Written instruction a →
Answer these questions about the message on renting dark fiber in France:
(i) What is the estimated distance of the dark fiber?
(ii) How many kilometers does the writer add to allow for the worst case?
(iii) What speed of waves does the writer want to add to the fiber?

*****

On 12/23/2016 07:14 PM, Jeremy wrote:
Hi all,
First, i'm sorry for my english, i'm french and i don't have a good level in this language. But i want some informations and i'm sure, someone will be give the good anwser about my question.
So, i'm regarding to rent a dual dark fiber in France, the estimated distance is 225 Km, but i know there are a lot of optical switching on the highway where it's fiber is installed (in theory, all 80 Km). So, i used the bad scenario, in adding 25 Km on my need.
I would like to buy a amplificator and multiplexer DWDM to add some 10Gb/s waves on this dark fiber. I've see that the amplification is better on 100 Gb/s synchronised ports, but we don't have enoug capacity on our router to add 100 Gb/s interfaces.
So, someone has installed this type of hardware on a dark fiber without regeneration on 250 Km of distance ? If yes, with what kind of hardware ? If you are commercial for this hardware, please contact me in private message.

*****

Written instruction b →
Pull out every line of the entries below that contains the string "tuxedo".

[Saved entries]
*****

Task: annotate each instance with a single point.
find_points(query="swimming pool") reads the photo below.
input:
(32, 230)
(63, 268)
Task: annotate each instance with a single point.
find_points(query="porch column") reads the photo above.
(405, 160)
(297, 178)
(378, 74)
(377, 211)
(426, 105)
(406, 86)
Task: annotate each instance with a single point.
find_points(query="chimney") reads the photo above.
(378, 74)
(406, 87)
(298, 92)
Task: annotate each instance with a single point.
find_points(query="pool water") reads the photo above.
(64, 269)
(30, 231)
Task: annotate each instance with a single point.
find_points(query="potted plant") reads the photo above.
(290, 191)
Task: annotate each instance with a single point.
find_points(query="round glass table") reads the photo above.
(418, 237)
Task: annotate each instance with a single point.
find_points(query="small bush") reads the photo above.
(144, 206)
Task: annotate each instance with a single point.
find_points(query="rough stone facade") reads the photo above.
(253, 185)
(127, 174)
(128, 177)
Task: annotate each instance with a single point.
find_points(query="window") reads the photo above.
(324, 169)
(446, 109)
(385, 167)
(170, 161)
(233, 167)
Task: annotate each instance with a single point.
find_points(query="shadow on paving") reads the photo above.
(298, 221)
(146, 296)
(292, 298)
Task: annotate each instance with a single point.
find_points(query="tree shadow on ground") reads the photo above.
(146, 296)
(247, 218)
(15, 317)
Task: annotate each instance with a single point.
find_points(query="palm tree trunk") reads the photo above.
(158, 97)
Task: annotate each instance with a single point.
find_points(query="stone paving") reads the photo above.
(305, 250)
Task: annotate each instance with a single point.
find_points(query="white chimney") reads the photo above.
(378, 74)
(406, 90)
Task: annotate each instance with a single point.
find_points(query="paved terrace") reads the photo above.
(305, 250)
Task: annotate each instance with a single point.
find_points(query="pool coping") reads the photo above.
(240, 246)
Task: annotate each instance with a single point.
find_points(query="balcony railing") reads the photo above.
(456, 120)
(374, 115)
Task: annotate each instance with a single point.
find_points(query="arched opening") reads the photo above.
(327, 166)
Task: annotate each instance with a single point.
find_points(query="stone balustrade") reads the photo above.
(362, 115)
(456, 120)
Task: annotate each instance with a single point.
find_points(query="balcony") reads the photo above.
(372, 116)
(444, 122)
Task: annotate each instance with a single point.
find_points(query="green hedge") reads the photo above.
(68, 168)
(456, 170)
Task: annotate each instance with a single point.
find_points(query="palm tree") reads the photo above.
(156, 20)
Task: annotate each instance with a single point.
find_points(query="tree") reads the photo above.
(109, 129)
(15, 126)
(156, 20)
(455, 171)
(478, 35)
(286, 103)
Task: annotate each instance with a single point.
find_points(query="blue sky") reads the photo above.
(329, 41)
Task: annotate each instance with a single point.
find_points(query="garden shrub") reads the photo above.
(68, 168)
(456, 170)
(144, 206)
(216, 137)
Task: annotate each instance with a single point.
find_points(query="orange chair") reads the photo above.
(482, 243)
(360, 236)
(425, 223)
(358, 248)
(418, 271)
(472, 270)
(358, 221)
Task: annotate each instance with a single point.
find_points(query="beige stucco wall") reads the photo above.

*****

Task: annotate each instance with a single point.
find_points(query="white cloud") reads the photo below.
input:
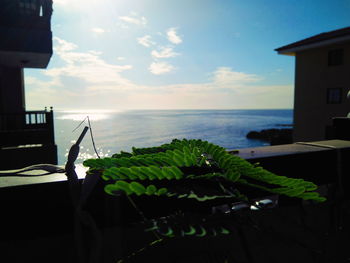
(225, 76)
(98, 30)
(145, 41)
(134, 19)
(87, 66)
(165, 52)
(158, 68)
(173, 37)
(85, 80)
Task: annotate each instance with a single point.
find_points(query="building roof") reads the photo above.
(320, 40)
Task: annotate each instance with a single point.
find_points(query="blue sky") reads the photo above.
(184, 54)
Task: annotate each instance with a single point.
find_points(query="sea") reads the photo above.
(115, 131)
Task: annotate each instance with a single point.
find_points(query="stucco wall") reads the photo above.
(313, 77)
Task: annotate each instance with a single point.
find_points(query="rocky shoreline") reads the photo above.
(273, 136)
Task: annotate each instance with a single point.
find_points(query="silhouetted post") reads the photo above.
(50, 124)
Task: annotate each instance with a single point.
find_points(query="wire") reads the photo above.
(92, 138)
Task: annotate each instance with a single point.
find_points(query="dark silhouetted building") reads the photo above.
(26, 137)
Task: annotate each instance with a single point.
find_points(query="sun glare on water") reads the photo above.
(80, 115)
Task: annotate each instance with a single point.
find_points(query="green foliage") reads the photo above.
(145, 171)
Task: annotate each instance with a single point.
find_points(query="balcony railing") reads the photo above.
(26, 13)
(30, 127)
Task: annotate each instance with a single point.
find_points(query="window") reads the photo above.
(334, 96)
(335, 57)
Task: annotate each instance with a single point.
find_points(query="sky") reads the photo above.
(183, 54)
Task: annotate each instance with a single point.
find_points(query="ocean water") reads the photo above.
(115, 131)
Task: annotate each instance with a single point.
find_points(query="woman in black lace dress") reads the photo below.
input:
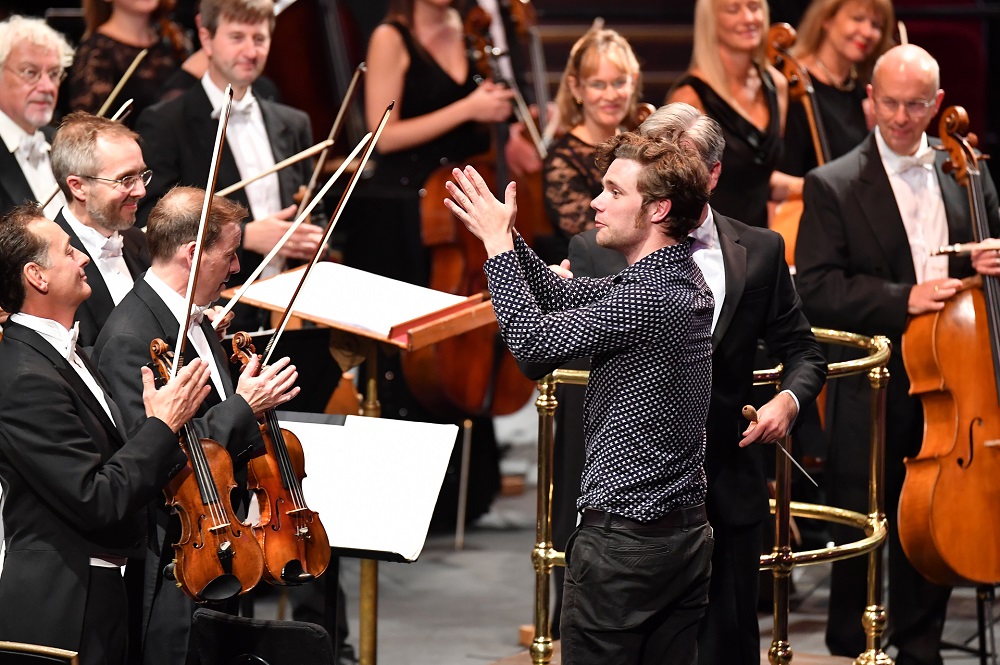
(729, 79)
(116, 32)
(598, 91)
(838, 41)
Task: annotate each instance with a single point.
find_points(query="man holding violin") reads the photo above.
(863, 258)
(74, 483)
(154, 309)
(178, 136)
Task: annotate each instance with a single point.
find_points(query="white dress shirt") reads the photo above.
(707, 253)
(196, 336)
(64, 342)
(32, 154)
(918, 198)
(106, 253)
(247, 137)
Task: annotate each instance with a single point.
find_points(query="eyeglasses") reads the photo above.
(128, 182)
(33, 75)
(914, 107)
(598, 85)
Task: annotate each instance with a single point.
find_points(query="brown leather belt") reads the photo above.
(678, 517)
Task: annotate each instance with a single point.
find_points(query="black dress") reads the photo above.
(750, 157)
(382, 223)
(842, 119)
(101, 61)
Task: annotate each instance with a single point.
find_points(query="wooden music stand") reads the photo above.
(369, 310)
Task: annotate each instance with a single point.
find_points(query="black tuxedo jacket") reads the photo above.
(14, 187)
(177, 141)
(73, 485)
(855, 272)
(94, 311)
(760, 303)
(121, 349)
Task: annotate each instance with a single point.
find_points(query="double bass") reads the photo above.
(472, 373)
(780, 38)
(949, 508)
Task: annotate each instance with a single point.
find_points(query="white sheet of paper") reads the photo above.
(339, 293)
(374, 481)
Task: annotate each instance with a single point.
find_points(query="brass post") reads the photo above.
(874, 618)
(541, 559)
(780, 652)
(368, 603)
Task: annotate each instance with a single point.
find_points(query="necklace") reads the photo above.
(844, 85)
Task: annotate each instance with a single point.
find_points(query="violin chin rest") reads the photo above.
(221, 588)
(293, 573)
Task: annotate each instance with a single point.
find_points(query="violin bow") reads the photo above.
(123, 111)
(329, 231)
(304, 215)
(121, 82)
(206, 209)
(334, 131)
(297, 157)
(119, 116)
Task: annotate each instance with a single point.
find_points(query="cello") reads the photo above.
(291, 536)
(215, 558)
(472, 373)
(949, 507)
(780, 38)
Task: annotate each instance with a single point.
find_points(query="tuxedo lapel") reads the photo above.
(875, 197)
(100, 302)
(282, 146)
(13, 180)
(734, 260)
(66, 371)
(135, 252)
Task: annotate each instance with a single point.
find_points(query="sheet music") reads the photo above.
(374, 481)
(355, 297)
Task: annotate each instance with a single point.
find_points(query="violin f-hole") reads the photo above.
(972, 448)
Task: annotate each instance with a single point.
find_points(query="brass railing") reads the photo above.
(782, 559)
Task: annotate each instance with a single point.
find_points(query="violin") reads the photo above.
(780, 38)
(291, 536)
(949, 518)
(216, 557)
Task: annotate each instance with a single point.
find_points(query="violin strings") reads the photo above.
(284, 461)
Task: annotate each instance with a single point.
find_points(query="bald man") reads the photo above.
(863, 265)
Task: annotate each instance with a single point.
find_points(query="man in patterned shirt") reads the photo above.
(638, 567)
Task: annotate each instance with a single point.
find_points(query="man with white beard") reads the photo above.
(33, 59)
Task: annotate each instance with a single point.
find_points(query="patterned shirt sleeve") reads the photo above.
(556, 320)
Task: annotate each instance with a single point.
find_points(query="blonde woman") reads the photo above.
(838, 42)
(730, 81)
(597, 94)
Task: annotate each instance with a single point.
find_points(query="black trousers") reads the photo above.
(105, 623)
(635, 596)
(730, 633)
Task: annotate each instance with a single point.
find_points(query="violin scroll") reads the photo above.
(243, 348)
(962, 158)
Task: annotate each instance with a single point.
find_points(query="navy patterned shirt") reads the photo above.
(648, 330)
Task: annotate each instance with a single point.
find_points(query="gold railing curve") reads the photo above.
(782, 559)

*****

Right answer a →
(i) 225 km
(ii) 25 km
(iii) 10 Gb/s

Right answer b →
find_points(query="black tuxedo jacket") reads the photo above.
find_points(query="tuxedo lapel") reads the photo above.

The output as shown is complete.